**GIVEN TASK**. List every line of the records below that contains the string "petal", treating uppercase and lowercase letters as different.

**RECORDED INFORMATION**.
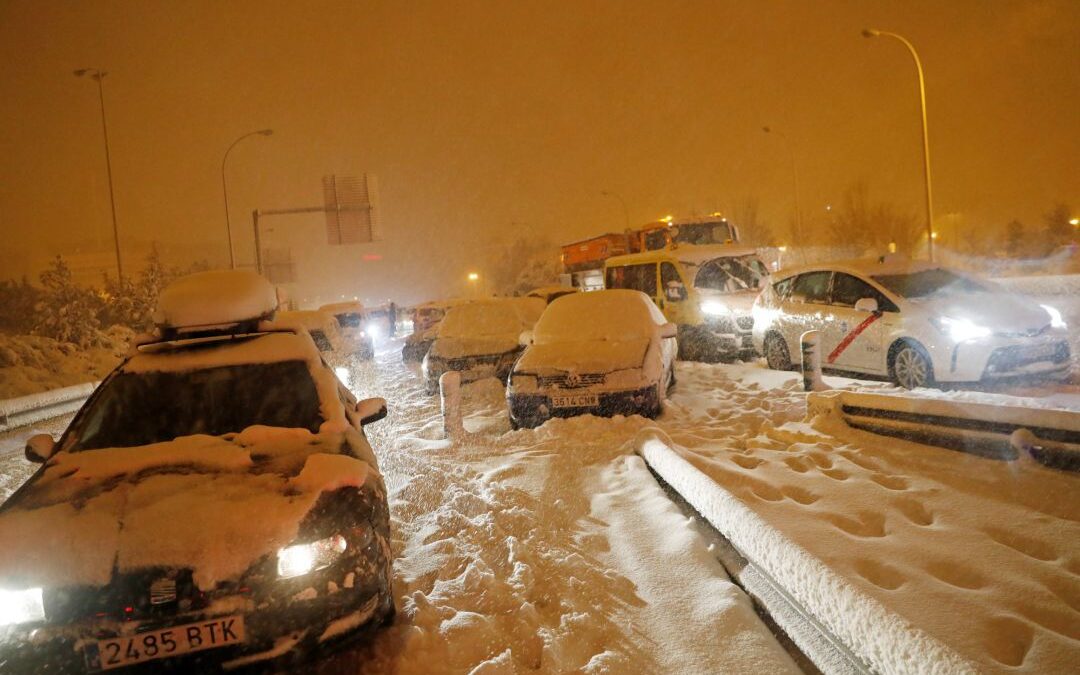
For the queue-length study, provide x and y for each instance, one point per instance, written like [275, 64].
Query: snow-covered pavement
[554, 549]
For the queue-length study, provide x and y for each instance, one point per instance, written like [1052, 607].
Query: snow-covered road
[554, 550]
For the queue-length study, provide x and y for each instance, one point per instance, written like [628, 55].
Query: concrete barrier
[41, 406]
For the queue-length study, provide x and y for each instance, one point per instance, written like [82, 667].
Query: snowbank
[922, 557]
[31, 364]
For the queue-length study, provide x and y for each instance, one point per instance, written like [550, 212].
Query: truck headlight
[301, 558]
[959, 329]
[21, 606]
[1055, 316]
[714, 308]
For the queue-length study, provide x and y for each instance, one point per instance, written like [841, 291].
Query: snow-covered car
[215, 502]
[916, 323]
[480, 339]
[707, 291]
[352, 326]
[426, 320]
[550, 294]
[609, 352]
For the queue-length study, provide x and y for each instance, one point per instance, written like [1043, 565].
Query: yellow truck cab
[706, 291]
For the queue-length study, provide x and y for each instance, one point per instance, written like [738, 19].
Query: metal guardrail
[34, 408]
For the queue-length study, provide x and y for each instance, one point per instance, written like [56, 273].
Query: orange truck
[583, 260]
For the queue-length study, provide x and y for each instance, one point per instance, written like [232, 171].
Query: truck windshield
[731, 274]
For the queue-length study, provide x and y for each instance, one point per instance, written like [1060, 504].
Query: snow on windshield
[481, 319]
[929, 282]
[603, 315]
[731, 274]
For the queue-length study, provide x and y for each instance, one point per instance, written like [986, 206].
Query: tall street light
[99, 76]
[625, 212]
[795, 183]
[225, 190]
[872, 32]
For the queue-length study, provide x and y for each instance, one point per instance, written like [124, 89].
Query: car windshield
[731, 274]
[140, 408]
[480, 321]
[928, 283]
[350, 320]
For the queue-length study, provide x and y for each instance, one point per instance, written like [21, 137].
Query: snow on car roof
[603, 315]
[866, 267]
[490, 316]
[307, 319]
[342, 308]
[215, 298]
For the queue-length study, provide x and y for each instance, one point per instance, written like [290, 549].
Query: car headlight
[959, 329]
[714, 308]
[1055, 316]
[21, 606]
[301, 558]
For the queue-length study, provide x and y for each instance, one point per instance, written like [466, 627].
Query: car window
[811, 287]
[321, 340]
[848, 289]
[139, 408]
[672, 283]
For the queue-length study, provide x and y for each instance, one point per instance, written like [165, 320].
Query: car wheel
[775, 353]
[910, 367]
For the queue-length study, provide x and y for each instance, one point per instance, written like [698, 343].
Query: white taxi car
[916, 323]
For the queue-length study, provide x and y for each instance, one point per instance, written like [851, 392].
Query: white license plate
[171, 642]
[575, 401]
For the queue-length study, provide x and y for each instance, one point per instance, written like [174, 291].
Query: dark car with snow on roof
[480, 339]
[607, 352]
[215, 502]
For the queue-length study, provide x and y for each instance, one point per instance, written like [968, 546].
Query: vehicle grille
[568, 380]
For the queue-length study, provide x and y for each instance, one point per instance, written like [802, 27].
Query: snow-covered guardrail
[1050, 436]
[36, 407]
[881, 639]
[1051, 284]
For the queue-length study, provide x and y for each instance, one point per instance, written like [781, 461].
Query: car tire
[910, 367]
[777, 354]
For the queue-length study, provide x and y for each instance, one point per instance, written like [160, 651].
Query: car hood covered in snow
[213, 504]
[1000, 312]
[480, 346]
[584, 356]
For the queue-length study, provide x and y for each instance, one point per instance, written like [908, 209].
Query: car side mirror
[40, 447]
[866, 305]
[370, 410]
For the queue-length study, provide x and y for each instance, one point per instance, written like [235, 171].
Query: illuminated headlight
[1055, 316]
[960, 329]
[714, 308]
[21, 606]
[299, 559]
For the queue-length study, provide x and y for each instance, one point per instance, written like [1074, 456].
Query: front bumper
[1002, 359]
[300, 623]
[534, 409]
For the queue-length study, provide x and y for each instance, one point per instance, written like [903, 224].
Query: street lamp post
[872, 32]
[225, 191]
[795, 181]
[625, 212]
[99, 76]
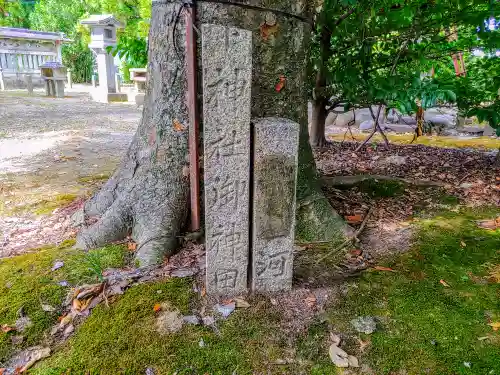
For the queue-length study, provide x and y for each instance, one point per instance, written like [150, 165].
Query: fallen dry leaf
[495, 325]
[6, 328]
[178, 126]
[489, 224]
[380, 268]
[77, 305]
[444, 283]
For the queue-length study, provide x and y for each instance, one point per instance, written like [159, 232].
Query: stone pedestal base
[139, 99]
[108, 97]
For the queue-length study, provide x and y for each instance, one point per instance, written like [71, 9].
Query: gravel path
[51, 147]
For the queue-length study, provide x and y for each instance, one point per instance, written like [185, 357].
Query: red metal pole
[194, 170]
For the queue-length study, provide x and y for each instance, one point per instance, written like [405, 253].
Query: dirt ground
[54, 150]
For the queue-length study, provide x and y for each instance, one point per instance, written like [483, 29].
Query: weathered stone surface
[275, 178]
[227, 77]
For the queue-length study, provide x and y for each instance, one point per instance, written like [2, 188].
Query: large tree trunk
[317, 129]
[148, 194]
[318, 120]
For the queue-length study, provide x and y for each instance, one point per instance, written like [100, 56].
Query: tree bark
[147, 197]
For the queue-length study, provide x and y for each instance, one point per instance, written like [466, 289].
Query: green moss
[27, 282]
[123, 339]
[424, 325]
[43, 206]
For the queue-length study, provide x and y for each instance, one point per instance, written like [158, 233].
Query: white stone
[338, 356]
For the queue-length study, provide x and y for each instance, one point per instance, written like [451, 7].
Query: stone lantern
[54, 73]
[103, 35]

---

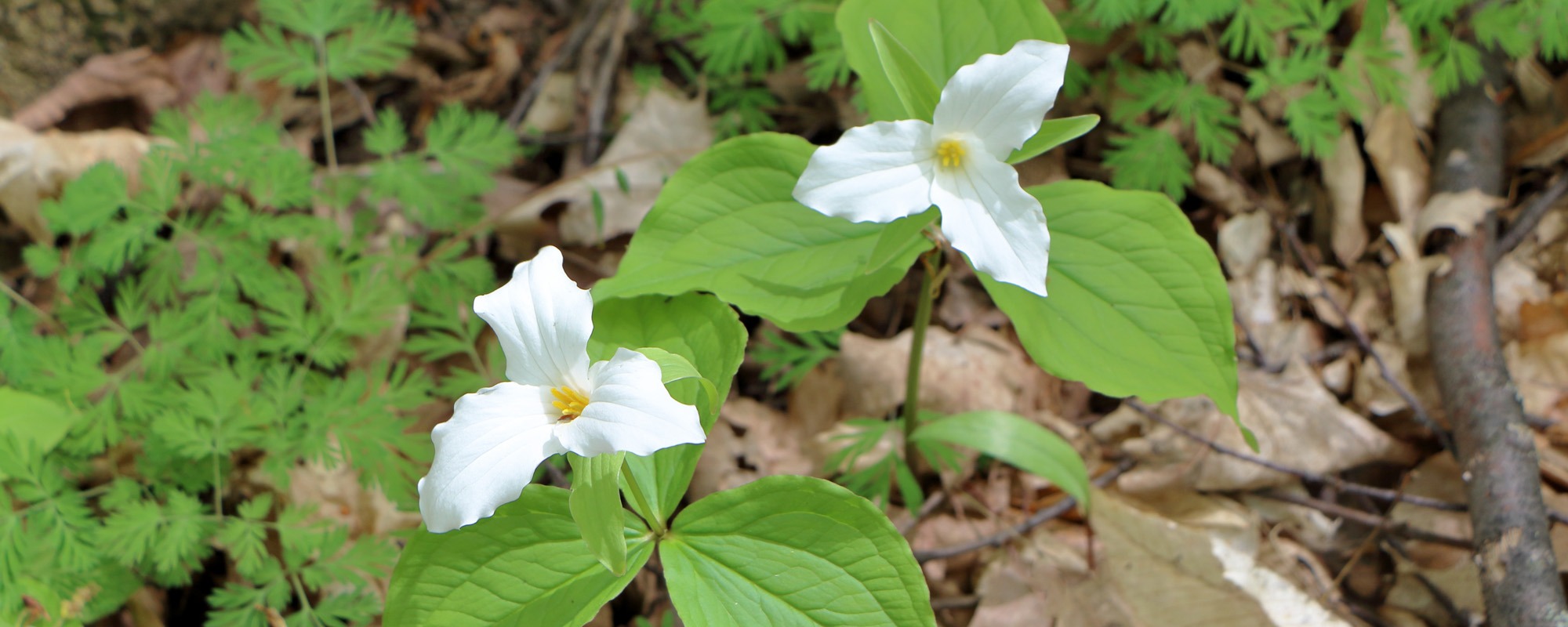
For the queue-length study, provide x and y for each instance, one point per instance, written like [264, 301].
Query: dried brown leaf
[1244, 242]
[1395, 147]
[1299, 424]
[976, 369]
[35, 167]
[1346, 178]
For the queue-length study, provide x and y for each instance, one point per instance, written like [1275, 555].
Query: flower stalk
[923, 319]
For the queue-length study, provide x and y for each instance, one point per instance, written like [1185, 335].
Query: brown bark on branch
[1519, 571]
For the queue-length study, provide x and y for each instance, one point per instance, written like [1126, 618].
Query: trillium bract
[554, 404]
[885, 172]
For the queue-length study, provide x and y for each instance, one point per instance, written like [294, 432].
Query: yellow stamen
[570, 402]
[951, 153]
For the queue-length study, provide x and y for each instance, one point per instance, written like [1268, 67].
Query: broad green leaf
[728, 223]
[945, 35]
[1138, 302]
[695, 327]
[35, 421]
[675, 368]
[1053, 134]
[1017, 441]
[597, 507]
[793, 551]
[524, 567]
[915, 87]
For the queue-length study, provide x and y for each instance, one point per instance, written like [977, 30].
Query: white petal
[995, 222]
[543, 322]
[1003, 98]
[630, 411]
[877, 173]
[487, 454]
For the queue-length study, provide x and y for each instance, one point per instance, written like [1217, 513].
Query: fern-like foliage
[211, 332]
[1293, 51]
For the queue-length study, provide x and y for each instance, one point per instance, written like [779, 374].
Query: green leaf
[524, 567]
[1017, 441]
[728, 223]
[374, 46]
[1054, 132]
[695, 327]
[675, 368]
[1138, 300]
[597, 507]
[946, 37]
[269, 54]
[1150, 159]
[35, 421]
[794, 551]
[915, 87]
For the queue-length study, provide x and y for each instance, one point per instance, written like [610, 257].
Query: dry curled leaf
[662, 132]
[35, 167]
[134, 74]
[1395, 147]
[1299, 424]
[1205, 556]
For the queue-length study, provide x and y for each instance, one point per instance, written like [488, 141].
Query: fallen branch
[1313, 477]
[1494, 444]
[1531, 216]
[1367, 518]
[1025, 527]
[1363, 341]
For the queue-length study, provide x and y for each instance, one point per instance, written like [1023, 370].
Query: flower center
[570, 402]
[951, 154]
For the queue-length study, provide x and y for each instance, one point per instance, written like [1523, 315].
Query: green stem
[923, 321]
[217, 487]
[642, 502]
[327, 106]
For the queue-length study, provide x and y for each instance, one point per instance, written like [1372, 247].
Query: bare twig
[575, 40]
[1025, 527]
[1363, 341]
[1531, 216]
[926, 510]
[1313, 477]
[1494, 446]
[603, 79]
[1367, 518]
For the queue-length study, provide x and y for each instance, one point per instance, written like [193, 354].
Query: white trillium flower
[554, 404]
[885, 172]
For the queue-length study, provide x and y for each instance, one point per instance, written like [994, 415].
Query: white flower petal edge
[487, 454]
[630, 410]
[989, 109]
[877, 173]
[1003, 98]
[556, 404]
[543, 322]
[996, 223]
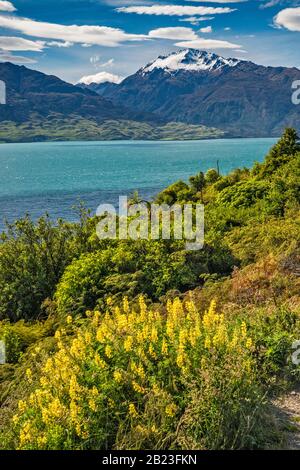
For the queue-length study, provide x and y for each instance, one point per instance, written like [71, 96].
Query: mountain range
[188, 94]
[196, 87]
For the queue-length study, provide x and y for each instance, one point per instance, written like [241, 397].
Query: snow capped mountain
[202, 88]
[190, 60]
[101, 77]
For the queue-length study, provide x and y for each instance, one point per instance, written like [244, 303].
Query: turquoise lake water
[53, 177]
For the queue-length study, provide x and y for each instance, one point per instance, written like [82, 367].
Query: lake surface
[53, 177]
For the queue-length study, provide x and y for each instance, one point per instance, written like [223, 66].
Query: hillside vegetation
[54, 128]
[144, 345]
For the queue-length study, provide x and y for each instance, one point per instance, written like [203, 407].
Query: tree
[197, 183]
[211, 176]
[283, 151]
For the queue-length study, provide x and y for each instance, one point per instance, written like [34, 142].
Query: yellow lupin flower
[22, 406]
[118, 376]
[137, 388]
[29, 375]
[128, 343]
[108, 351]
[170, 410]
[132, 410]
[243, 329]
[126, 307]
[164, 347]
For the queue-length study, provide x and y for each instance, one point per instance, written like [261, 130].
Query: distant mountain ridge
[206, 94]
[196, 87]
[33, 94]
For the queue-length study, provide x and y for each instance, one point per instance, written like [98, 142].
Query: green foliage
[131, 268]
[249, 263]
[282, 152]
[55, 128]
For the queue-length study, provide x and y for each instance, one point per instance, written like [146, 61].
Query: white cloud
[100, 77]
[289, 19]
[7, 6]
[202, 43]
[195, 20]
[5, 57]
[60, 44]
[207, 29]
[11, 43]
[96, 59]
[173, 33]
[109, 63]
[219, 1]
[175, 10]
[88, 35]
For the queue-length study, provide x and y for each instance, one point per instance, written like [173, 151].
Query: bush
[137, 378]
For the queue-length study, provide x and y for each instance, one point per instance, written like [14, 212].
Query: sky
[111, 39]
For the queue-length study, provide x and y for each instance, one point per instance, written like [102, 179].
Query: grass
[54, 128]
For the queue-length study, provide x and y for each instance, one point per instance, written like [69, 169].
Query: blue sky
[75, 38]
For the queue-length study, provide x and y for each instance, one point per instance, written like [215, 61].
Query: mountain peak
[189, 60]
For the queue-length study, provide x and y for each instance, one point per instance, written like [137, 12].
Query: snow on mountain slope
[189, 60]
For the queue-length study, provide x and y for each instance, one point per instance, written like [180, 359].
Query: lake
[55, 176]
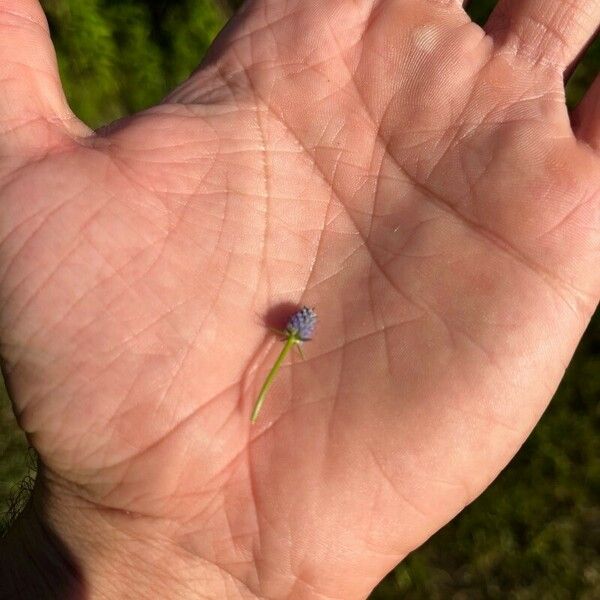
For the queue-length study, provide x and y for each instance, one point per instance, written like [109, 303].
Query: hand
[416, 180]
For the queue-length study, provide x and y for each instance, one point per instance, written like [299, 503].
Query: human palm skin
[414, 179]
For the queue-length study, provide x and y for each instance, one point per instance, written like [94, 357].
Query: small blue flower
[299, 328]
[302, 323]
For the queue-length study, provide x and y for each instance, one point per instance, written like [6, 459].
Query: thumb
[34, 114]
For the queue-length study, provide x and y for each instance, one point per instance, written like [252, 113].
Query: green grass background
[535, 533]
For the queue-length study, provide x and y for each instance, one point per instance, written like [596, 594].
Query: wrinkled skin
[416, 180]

**SOLUTION**.
Query: white petal
Query: white flower petal edge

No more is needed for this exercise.